Task> Starting with the first line, output the data exactly through to the end.
Start of Supplied records
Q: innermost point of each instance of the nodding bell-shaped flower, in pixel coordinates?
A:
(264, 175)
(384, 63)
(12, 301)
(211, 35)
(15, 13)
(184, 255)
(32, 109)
End of Supplied records
Solution>
Q: innermost point of each instance of the nodding bell-shaped flower, in pixel coordinates?
A:
(264, 175)
(384, 63)
(12, 301)
(211, 35)
(15, 13)
(184, 255)
(32, 109)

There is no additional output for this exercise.